Written task 1:
Using the recipe text, answer:
(a) How long should the stock simmer?
(b) Which commercial product is named as one that will set to jelly when cooled?
(c) From which book did Tim Duncan adapt the cream cheese pastry recipe?

First, make a stock from the bones of the roast turkey. Place them in a large pot with one halved onion, a halved head of garlic, 6 peppercorns, a few bay leaves and sprigs of thyme, a roughly chopped carrot and a few chopped celery stalks. (DO NOT salt the stock. It will be reduced after it simmers and salting it now could make it too salty at the end of the process). Cover with cold water and a glass of white wine until the stock ingredients are just immersed, bring to the boil, skim the mucky bits off the top and simmer for 2 hours. After 2 hours, strain the stock though muslin and return to a pan and reduce by half or until you have about 400-500mls of concentrated stock. Strain again and leave this to cool. (If you don’t have the opportunity to make your own stock this way, use a good commercial brand and reduce the same way. Campbells Real Consomme will work as it will set to jelly when cooled).

Cream Cheese pastry: (Cuisine credits Tim Duncan from White Tie Catering in Christchurch with this recipe, which he in turn adapted from Rose Levy Beranbaum’s Pie and Pastry Bible, so I am similarly crediting them).

Supplied data:
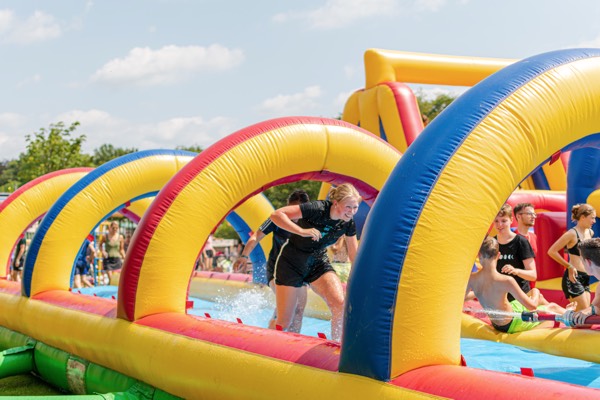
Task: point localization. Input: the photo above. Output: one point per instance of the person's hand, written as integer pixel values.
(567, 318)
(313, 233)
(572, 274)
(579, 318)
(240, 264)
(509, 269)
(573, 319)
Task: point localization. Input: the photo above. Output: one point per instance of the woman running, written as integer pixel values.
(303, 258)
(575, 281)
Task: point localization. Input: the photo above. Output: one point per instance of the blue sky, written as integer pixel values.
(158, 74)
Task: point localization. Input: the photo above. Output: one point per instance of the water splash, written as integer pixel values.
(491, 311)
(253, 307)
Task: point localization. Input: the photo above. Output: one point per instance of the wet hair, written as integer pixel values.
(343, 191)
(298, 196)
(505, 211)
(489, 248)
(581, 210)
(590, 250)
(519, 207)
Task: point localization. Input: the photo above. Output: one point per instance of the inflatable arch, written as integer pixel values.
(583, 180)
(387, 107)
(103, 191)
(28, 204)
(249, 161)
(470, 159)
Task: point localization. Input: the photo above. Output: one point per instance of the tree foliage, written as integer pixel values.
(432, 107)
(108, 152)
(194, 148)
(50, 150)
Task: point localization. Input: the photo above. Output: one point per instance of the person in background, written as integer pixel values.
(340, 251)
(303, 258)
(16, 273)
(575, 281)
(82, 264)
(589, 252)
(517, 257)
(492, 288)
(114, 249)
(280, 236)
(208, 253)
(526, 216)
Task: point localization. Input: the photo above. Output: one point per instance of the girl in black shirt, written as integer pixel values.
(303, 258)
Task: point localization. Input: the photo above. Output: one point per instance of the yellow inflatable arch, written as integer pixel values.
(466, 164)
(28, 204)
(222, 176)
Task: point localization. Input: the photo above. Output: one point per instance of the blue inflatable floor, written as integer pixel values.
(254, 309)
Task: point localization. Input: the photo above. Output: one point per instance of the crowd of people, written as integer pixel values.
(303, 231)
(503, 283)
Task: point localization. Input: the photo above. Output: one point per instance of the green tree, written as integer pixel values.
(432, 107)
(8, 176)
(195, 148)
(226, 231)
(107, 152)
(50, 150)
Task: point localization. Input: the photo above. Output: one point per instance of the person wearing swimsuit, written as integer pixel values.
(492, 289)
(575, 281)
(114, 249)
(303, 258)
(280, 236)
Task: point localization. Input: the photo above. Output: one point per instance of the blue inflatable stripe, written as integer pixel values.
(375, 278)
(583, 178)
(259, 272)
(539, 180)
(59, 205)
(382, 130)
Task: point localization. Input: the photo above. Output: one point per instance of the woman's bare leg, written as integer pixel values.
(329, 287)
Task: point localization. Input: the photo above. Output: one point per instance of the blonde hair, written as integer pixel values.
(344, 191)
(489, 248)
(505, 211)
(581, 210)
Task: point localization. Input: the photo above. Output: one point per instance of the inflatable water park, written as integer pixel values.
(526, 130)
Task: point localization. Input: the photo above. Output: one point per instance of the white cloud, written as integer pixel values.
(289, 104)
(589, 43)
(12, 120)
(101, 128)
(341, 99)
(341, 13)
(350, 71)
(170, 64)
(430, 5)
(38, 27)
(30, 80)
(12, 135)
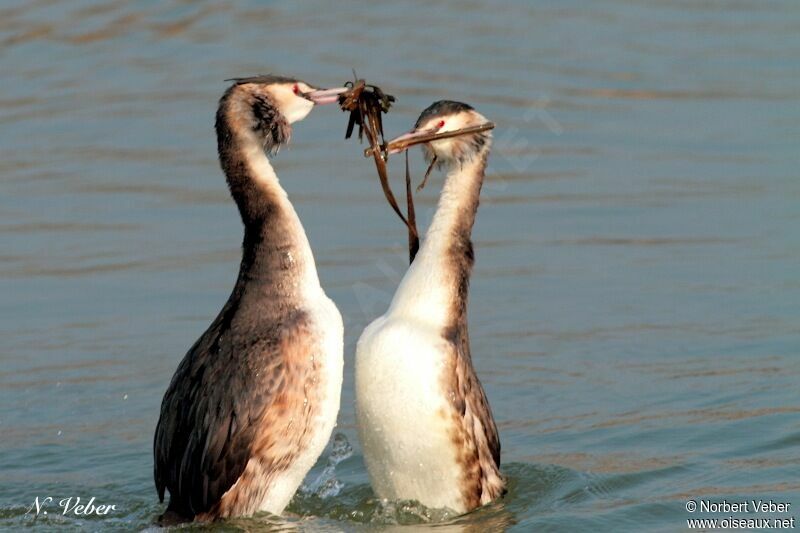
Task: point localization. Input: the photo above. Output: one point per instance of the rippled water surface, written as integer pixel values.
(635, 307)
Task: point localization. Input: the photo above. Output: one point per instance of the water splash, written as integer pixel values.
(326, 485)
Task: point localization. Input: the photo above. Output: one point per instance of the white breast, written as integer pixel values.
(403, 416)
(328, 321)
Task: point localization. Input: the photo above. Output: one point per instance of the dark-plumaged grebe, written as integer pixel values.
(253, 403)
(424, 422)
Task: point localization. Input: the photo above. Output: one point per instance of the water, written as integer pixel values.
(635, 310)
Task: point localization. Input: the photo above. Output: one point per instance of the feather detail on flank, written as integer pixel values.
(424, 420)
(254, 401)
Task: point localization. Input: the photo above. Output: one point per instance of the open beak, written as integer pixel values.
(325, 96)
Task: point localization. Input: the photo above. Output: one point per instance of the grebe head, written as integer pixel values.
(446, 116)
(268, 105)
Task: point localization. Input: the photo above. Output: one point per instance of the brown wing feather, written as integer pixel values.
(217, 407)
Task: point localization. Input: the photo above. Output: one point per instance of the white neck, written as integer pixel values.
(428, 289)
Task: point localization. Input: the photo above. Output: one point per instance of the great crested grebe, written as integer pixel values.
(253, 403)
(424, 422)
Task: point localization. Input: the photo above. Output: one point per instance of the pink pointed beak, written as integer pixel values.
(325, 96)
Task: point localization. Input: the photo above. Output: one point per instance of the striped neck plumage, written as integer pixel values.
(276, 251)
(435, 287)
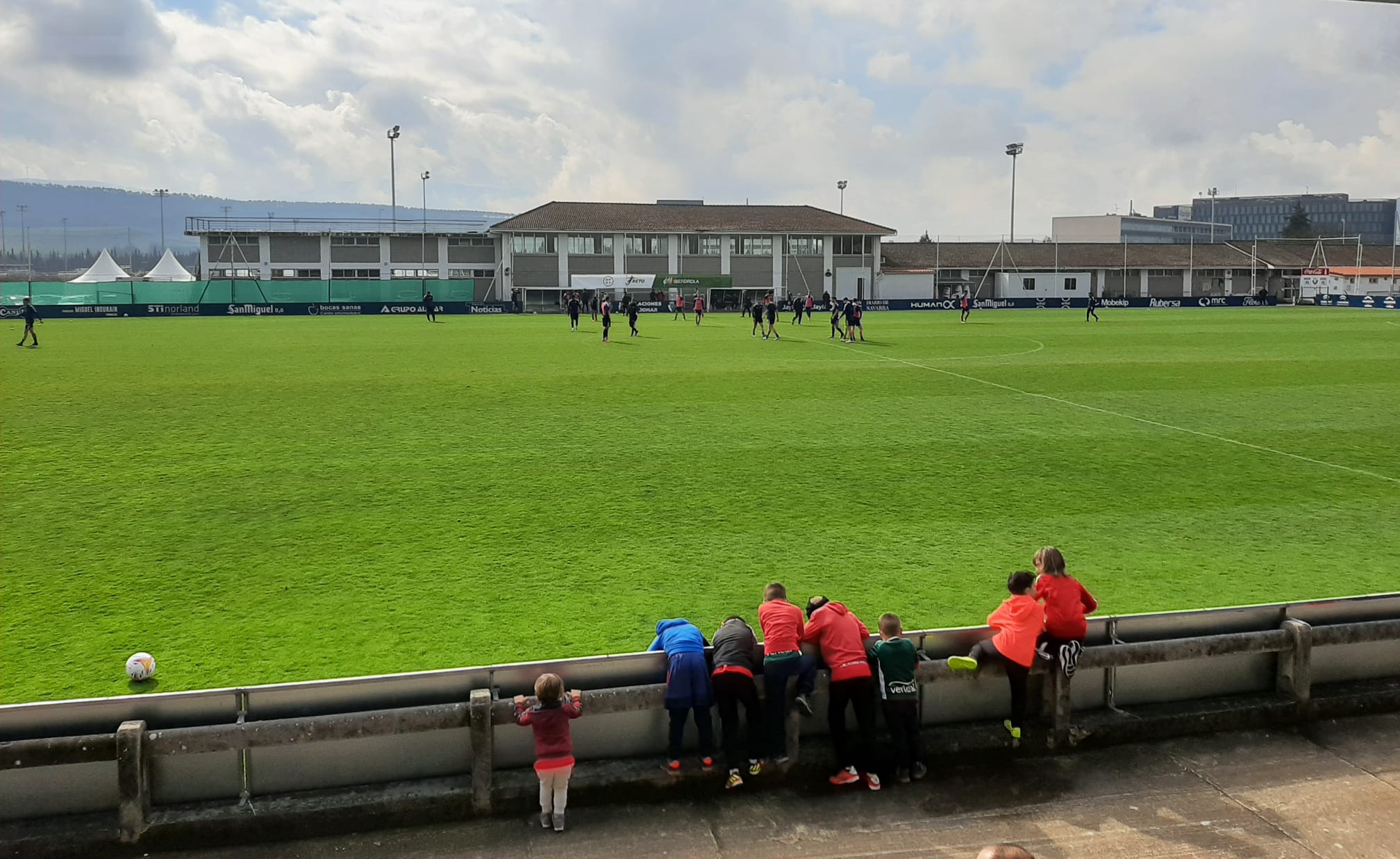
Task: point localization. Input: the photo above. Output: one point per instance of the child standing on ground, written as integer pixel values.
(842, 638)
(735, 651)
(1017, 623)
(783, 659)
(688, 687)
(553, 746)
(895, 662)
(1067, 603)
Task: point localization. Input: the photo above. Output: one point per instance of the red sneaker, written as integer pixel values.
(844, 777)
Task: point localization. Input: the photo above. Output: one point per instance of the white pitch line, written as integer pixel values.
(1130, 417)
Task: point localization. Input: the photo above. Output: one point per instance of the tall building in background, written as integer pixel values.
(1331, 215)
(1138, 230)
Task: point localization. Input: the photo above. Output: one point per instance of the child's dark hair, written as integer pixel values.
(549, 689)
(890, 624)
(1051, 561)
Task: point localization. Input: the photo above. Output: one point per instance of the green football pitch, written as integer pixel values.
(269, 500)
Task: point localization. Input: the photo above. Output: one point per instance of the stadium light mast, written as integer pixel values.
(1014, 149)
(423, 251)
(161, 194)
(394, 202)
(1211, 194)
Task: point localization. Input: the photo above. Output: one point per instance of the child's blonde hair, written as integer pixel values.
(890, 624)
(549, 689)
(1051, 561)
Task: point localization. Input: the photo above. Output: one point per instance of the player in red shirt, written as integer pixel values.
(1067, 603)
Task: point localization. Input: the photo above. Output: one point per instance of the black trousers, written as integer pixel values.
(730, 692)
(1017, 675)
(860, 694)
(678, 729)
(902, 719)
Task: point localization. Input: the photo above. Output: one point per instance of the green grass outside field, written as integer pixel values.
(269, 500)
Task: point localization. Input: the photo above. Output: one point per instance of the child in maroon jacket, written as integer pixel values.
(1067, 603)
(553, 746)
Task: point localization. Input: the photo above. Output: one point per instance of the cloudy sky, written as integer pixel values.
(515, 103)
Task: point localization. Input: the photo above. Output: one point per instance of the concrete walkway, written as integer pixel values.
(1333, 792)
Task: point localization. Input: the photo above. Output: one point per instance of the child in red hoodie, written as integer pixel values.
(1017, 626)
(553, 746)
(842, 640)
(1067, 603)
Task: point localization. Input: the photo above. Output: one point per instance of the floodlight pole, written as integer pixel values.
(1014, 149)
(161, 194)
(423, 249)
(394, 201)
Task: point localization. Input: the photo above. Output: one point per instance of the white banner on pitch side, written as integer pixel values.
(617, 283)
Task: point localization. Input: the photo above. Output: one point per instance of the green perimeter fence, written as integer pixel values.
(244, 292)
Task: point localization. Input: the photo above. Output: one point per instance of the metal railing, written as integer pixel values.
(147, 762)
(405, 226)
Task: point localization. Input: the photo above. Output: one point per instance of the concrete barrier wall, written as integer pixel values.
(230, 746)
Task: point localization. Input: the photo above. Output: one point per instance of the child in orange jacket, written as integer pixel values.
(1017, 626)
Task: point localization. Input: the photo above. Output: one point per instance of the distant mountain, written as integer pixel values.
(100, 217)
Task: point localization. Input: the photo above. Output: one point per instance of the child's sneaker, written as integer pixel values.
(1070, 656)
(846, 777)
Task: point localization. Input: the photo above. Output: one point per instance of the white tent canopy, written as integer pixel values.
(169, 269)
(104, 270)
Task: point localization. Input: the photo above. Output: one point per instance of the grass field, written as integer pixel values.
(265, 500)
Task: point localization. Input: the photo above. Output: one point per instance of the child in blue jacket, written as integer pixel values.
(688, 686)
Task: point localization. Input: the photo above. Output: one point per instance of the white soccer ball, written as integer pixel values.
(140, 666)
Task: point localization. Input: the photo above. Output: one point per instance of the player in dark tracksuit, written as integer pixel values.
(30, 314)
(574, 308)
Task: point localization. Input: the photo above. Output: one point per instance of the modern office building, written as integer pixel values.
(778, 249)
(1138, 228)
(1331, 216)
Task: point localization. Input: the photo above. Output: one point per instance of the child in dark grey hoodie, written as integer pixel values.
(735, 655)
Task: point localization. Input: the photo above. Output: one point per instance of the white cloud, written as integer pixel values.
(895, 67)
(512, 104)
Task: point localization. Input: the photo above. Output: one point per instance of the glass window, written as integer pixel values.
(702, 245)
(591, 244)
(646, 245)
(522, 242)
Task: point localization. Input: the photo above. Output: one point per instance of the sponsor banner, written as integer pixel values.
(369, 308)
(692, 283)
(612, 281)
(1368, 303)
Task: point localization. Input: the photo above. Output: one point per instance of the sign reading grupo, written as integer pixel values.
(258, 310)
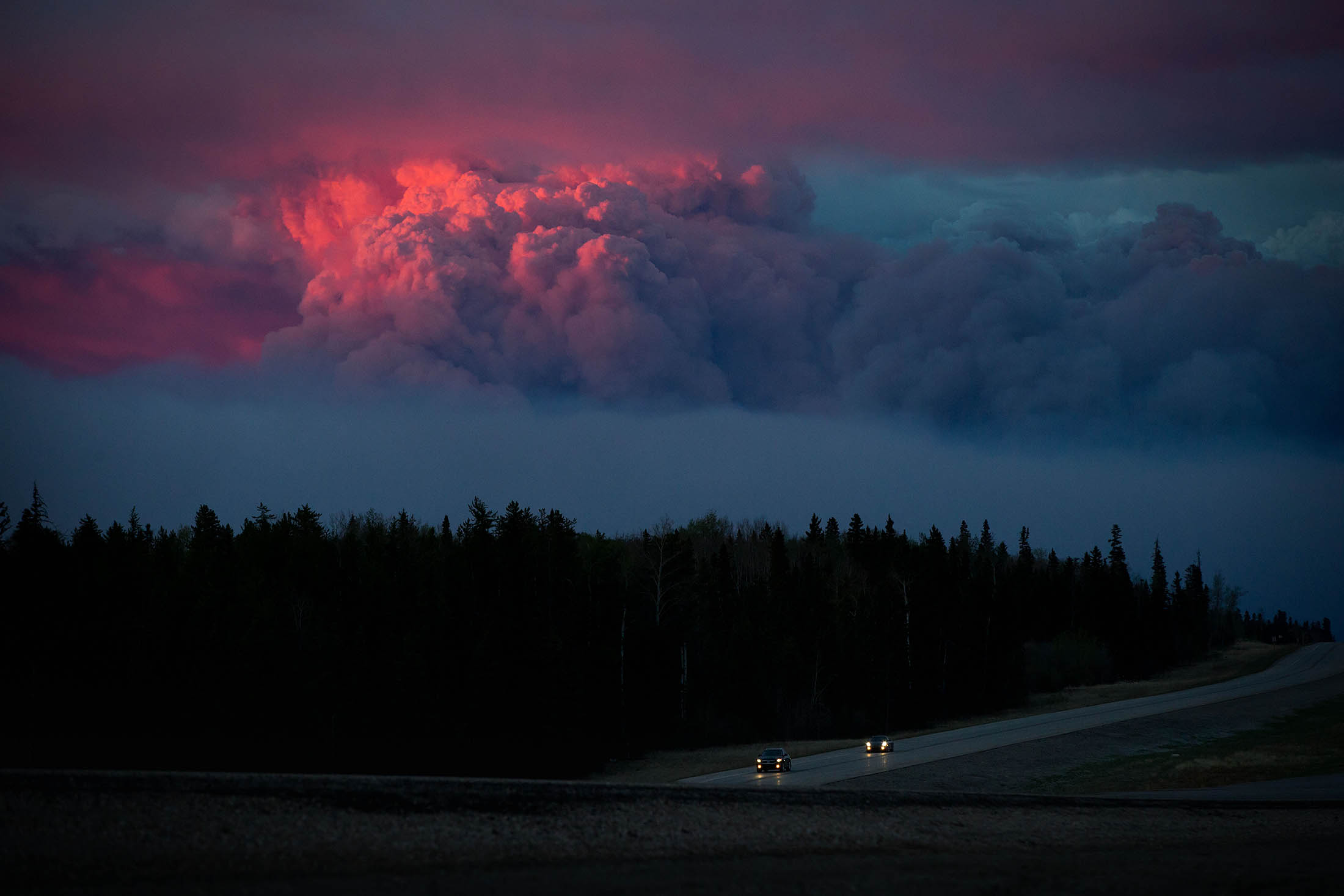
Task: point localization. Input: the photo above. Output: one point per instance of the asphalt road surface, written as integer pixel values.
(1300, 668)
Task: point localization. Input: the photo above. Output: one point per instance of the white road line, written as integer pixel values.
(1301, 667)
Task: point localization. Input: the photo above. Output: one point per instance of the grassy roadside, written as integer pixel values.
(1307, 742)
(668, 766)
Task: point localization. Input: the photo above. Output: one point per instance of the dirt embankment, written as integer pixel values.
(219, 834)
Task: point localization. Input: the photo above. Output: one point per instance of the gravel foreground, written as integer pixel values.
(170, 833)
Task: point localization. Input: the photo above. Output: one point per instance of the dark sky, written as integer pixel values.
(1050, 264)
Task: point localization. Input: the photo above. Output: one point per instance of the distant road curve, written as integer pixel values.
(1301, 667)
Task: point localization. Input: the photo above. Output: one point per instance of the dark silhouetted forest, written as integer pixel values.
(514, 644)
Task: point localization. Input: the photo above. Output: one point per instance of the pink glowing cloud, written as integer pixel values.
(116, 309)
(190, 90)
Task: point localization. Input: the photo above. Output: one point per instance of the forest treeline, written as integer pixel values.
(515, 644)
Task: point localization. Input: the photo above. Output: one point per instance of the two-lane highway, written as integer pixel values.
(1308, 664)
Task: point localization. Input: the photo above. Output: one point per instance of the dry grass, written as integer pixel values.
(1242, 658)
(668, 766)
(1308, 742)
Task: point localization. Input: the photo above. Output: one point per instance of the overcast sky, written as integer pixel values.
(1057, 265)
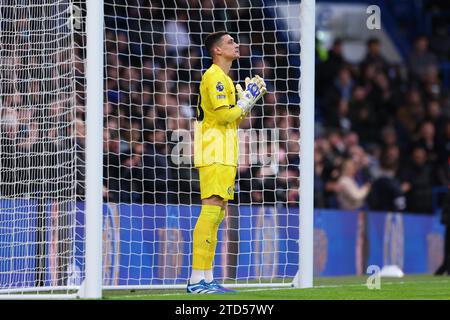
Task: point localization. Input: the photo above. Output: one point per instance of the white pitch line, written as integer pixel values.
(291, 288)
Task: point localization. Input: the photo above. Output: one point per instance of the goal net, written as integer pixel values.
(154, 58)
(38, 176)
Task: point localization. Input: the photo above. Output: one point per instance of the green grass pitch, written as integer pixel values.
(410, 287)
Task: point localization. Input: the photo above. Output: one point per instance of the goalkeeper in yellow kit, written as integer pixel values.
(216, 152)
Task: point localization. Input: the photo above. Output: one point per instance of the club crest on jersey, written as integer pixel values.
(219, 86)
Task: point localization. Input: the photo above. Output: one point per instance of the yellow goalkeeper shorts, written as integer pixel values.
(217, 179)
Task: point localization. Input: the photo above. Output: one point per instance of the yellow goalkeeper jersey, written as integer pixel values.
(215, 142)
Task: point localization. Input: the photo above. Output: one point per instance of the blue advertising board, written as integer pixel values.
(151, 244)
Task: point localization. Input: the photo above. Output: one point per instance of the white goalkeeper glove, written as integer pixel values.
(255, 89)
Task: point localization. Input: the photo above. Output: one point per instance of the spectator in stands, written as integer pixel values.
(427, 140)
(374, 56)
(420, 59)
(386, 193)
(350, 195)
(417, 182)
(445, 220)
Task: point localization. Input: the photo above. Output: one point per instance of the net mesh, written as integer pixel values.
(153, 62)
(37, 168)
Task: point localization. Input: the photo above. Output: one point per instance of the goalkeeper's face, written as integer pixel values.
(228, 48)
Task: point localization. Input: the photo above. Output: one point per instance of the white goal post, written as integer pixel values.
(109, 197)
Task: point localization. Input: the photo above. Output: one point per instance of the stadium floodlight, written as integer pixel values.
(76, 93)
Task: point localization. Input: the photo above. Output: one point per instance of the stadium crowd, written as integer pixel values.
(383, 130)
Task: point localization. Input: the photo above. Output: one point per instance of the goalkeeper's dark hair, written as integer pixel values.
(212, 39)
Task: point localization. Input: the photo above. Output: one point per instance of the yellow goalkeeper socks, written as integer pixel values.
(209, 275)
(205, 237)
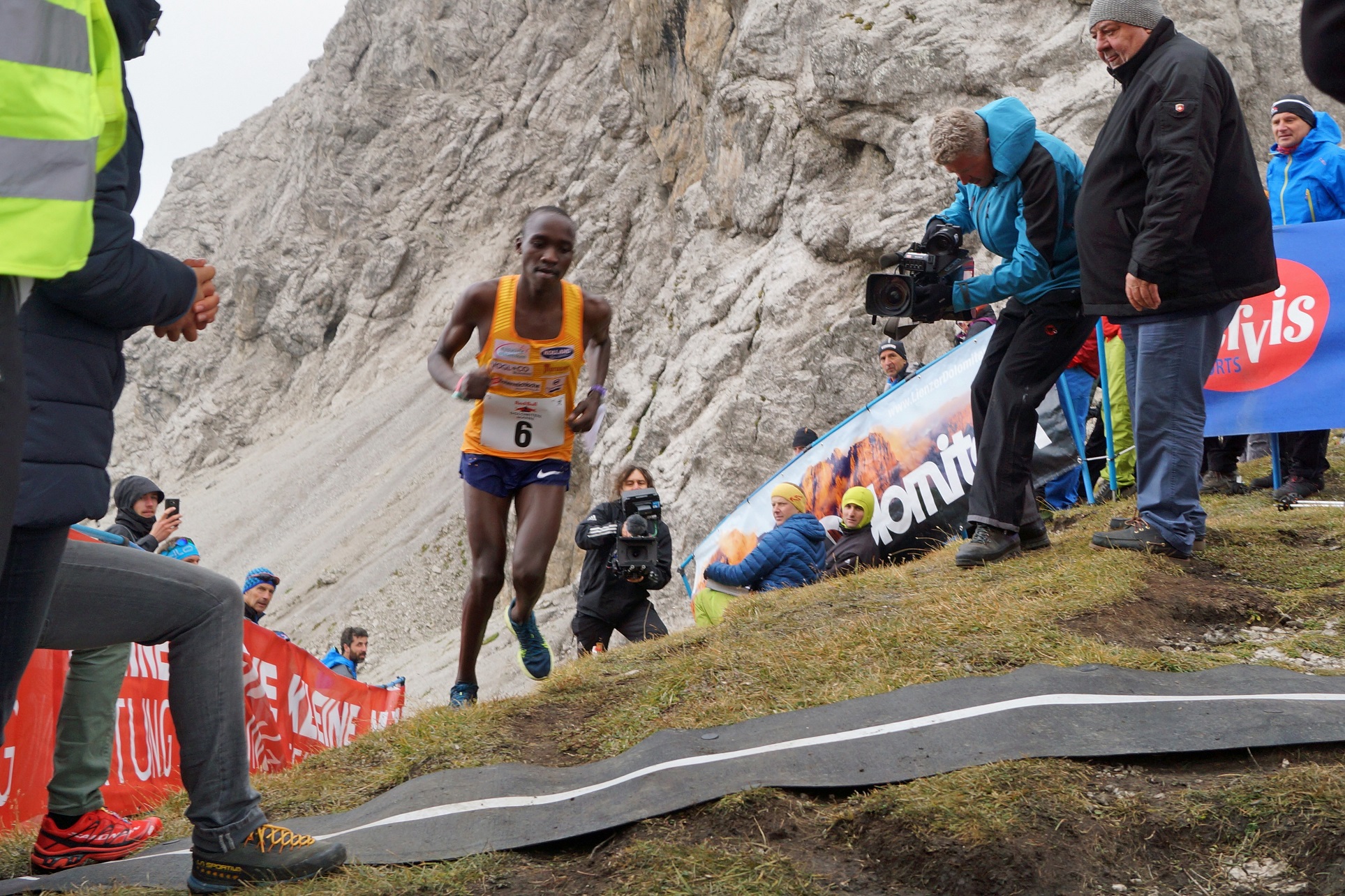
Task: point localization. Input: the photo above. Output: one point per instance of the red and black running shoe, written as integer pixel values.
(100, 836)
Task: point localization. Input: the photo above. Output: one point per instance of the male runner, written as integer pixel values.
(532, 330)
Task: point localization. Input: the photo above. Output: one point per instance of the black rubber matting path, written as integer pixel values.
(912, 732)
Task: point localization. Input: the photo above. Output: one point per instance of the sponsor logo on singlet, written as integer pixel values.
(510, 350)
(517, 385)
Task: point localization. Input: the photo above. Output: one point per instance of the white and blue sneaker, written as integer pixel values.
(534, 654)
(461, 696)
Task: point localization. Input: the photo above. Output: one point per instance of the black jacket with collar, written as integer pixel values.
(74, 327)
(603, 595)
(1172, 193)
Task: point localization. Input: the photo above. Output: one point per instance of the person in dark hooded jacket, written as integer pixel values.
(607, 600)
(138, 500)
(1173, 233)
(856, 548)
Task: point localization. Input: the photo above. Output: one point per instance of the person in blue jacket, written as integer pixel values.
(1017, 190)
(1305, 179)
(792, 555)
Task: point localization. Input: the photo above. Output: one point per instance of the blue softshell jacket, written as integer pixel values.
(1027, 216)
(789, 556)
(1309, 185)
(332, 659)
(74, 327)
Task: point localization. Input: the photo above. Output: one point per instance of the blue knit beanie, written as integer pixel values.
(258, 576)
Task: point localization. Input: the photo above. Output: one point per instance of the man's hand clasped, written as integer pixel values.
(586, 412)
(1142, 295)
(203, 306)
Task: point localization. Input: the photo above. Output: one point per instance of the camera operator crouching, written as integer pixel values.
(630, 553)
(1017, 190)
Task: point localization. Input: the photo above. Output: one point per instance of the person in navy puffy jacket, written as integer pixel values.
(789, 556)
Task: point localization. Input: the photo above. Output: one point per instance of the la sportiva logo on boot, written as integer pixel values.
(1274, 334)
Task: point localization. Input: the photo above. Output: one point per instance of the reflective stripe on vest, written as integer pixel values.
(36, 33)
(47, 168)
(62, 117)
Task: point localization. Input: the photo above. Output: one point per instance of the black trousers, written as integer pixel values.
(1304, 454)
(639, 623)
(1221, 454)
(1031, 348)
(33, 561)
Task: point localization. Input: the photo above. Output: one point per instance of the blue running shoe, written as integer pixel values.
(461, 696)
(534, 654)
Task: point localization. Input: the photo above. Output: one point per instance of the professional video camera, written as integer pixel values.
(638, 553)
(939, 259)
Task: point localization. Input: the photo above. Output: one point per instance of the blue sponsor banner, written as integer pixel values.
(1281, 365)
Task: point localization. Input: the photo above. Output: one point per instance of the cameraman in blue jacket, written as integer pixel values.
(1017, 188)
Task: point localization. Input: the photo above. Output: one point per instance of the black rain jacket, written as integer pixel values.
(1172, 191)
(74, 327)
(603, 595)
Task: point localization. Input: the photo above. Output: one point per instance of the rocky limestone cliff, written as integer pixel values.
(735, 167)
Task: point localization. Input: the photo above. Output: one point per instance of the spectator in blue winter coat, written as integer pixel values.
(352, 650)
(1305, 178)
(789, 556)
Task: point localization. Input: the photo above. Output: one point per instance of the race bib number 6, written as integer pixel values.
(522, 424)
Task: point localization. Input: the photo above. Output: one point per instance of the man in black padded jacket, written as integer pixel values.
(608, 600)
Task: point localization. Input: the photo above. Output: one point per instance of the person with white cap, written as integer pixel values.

Written task 2: Recast the rows from the line containing "padded jacket, written as integer pixel values." through the last row, both included, as a JSON list of strings with one string per line and blank lines left out.

Output 1:
(a) 2 hours
(b) Campbells Real Consomme
(c) Rose Levy Beranbaum's Pie and Pastry Bible

Output 2:
[
  "Task: point localization. Input: the photo above. Output: one point per instance of the man in black padded jacket, written as integer pixel values.",
  "(608, 600)",
  "Task: point localization. Input: the photo above. Output: one point per instance of the person with white cap, written as integer pixel values."
]